_Your goal_: Give the count of lines in the records below that contain "housing", with no other words.

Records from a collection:
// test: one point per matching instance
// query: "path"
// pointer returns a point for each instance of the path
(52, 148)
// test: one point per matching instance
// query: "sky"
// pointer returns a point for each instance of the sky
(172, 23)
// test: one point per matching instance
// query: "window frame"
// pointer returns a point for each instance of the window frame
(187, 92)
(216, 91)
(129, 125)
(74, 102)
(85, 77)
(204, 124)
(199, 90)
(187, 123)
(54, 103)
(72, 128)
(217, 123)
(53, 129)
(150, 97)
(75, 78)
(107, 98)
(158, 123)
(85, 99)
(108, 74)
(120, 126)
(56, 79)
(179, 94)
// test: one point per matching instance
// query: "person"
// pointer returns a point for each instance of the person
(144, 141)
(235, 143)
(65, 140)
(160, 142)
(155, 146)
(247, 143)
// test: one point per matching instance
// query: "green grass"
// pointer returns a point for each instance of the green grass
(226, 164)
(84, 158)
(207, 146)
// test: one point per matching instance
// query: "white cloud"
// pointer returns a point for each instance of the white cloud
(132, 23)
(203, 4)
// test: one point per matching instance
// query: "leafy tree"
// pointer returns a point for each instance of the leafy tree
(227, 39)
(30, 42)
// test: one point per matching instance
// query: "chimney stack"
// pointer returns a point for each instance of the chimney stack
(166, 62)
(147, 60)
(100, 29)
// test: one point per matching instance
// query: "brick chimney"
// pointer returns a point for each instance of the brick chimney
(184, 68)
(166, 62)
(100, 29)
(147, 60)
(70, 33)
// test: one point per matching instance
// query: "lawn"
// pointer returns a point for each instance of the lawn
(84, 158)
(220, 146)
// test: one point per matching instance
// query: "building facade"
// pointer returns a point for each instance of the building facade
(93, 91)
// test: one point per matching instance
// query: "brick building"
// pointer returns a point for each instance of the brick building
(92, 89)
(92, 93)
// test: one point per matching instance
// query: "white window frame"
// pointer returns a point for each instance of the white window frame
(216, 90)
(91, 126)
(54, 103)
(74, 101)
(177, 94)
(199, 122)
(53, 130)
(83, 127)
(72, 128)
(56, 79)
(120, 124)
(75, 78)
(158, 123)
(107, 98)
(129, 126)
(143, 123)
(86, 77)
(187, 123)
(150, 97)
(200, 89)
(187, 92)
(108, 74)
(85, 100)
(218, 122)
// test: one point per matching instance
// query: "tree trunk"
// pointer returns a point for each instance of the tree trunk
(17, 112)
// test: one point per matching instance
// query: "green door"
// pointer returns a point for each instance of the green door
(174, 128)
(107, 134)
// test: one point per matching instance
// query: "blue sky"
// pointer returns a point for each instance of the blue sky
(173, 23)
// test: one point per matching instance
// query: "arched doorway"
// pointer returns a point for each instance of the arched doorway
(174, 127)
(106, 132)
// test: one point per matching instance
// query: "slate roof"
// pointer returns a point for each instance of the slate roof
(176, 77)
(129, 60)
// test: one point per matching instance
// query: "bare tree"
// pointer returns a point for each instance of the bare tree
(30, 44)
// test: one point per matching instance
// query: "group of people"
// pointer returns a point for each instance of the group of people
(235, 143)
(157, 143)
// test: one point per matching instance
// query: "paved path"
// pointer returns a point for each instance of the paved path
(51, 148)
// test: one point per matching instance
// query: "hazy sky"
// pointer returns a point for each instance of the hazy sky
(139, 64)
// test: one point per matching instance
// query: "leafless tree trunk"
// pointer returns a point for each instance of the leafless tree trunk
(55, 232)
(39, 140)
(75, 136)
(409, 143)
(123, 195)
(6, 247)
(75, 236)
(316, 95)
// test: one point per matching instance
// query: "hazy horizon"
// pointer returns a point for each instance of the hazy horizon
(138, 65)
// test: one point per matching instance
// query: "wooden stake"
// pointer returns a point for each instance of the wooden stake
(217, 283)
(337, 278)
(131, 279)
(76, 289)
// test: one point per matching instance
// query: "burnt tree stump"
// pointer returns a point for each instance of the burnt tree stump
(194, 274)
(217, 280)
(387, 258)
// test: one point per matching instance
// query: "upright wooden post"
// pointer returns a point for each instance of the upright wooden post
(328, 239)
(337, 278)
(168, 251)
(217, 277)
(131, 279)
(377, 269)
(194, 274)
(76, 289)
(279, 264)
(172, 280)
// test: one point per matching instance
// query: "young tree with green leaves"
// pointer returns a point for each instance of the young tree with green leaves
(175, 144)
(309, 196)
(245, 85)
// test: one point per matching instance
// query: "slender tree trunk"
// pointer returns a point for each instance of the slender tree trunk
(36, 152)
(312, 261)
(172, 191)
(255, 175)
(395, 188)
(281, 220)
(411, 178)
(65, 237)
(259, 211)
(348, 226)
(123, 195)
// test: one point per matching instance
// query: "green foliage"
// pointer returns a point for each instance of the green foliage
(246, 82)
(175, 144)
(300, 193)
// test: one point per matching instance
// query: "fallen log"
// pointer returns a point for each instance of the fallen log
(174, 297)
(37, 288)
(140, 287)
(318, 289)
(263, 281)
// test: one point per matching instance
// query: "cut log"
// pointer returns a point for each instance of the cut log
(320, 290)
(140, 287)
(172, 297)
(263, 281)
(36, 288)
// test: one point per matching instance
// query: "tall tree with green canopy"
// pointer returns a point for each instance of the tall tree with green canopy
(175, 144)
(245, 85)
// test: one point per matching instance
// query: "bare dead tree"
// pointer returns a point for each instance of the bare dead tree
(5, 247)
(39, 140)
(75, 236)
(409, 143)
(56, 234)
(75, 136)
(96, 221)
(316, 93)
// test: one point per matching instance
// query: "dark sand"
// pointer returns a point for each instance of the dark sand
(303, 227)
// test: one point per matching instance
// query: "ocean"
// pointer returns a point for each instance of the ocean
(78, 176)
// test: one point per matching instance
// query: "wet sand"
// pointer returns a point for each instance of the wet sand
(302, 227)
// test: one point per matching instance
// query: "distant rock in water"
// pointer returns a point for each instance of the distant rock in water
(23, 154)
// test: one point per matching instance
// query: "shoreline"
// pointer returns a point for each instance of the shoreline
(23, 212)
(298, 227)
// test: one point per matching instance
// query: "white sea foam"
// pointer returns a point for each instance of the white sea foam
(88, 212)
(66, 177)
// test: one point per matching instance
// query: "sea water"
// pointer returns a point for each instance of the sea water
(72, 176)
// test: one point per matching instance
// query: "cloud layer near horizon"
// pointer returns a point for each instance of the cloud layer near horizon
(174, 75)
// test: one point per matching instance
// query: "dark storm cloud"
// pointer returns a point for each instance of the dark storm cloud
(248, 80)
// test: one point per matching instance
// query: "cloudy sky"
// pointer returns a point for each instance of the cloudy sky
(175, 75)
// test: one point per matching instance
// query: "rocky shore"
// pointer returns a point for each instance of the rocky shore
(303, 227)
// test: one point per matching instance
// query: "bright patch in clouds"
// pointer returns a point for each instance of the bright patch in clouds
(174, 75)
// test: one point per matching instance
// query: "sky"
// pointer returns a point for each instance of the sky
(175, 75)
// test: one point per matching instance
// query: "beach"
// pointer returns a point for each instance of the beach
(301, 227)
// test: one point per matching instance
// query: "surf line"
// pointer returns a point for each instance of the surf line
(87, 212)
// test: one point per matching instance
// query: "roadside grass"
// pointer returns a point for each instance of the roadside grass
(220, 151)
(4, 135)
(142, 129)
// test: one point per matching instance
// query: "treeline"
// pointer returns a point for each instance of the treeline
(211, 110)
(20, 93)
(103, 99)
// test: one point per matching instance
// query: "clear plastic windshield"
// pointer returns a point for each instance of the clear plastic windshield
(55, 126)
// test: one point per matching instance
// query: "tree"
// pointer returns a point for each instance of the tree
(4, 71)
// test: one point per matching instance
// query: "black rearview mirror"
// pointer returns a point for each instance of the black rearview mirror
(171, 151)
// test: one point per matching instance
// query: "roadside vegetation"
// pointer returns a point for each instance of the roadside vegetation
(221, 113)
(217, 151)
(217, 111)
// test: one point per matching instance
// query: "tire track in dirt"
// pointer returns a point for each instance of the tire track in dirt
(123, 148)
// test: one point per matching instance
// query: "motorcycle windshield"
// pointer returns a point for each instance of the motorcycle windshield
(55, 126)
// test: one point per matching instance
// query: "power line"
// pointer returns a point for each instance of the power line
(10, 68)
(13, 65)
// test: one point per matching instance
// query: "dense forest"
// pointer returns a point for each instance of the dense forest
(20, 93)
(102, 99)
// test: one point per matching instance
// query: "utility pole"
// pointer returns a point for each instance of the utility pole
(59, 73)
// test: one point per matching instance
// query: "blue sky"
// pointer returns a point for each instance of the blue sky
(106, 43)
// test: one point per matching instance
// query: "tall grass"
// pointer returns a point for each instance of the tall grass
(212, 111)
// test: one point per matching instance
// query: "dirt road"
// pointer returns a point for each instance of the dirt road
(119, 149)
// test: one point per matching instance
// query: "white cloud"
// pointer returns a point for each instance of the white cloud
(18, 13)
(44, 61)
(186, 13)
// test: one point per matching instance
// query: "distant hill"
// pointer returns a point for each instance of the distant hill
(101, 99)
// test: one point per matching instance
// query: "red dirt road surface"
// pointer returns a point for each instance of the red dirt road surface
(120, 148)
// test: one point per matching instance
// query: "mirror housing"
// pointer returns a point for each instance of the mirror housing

_Solution_: 2